VORLIEGENDER AUSZUG
---*---
Johanna Bogen geb. Bonwitt

Verlegeort
Fontanepromenade 16
Bezirk/Ortsteil
Kreuzberg
Verlegedatum
11. März 2024
Geboren
28. November 1874 in Rodenberg
Flucht
1938 Holland
Interniert
11. Dezember 1942 in Westerbork
Deportation
am 10. Januar 1943 nach Auschwitz
Ermordet
21. Januar 1943 in Auschwitz

Johanna (eigentlich Johanne) Bonwitt kam am 28. November 1874 in Rodenberg als Tochter des jüdischen Kaufmanns Louis Bonwitt und dessen Ehefrau Karoline, geb. Behrend, zur Welt. Sie hatte noch fünf jüngere Geschwister, die ebenfalls in der kleinen Stadt Rodenberg, ca. 35 km westlich von Hannover gelegen, geboren wurden: Anna (*1876), Wilhelm Louis (*1877), Paul (geb. und gest. 1879), Gustav (*1881) und Ida (*1885). Außerdem hatte Johanna aus der ersten Ehe ihres Vaters noch zwei ältere Halbbrüder: Berthold Burghard (*1869) und Jacobi (*1870). Deren Mutter war kurz nach der Geburt des zweiten Kindes verstorben.
---*---
DATENSATZ

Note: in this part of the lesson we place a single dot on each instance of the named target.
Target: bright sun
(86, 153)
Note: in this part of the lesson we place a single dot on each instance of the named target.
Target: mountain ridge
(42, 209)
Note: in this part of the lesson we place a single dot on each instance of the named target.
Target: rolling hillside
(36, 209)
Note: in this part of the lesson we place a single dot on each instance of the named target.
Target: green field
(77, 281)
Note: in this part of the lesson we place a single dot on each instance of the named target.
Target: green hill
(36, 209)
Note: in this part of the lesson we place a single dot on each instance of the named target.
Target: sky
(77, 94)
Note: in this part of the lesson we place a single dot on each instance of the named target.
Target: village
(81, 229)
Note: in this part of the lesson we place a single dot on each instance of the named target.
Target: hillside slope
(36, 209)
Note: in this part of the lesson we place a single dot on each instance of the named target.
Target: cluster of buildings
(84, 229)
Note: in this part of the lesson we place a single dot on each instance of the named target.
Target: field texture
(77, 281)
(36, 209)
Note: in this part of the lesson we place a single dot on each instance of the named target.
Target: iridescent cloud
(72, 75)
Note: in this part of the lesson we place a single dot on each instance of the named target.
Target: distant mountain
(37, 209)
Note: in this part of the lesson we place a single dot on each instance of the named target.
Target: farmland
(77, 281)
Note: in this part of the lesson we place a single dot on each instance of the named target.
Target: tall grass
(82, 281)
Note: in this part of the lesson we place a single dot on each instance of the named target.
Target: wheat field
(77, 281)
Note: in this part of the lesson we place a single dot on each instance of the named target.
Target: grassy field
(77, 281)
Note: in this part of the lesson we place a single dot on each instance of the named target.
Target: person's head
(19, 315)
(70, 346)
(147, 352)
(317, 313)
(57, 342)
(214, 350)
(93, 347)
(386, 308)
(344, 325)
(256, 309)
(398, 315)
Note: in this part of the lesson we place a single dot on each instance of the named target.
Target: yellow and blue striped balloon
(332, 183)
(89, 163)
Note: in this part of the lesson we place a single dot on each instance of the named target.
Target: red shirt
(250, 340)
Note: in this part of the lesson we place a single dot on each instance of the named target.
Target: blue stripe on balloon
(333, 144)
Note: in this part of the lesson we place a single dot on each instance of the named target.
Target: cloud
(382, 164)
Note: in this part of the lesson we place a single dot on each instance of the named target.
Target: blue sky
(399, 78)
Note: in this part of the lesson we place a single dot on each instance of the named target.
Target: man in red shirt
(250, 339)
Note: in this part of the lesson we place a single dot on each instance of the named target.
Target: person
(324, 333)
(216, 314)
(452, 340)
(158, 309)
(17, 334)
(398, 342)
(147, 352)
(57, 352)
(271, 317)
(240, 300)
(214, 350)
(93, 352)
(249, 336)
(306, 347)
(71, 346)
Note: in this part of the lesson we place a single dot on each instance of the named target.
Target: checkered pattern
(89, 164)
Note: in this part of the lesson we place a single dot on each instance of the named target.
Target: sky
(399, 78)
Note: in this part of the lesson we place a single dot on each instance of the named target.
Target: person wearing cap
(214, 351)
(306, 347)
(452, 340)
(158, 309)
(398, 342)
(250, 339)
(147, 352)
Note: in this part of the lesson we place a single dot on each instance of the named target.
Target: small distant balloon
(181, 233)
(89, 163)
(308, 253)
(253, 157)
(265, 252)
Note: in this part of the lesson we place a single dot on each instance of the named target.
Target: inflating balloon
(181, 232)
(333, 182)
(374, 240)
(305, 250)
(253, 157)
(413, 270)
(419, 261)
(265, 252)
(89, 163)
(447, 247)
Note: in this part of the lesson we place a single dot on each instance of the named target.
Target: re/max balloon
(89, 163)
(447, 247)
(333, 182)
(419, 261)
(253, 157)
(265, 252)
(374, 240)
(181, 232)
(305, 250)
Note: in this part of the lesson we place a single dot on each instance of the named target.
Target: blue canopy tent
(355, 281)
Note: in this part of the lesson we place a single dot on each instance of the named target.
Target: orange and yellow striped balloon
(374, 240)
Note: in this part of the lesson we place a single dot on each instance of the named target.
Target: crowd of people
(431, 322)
---*---
AUFGABENSTELLUNG
Setze den Text über Johanna Bogen im Anschluss an seinen letzten Satz fort. Die Zeilen sind hierfür ohne Bedeutung.

ERGEBNIS
Über die Kindheit und Jugend von Johanna Bonwitt haben sich keine Informationen erhalten. Ihre Familie übersiedelte Anfang der 1890er Jahre in die Reichshauptstadt, wo sie zunächst in der Camphausenstraße 20 (heute Körtestraße 35) lebte. Um 1899 zog Louis Bonwitt, der Mitinhaber der Maschinenfabrik Kowitzke & Co. war, mit seiner Familie in das Haus Hasenheide 61.

Johanna Bonwitt, die keinen Beruf erlernt hatte, heiratete am 19. März 1908 den jüdischen Kaufmann Ferdinand Bogen, geb. am 28. November 1872 in Wien. Er war erster Einkäufer der Konfektionsfirma für Damenmäntel D. Levin am Hausvogteiplatz. 

Das Ehepaar bekam zwei Kinder: Franz (*8. Februar 1909) und Marianne (*1. März 1911). Um 1916 bezog die Familie eine 4-Zimmer-Wohnung im zweiten Stock des Hauses Fontanepromenade 16.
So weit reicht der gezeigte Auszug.